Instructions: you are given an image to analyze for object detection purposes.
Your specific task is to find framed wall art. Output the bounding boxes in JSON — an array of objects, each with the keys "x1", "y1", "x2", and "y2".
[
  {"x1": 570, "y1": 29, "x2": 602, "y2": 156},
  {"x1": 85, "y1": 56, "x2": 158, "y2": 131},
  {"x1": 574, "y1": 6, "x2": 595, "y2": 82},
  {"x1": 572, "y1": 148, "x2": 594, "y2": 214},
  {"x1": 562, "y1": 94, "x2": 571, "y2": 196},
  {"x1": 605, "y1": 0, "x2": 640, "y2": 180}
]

▶ PROBLEM: Repeat the records above exactly.

▶ TASK OUTPUT:
Instructions: you are given an image to analyze for object detection purposes.
Your specific task is to find framed wall art. Output the bounding boxes in JSON — an array of objects, each with the keys "x1", "y1", "x2", and "y2".
[
  {"x1": 570, "y1": 29, "x2": 602, "y2": 156},
  {"x1": 85, "y1": 56, "x2": 158, "y2": 131},
  {"x1": 574, "y1": 6, "x2": 595, "y2": 82},
  {"x1": 572, "y1": 148, "x2": 594, "y2": 214},
  {"x1": 562, "y1": 94, "x2": 571, "y2": 196},
  {"x1": 605, "y1": 0, "x2": 640, "y2": 180}
]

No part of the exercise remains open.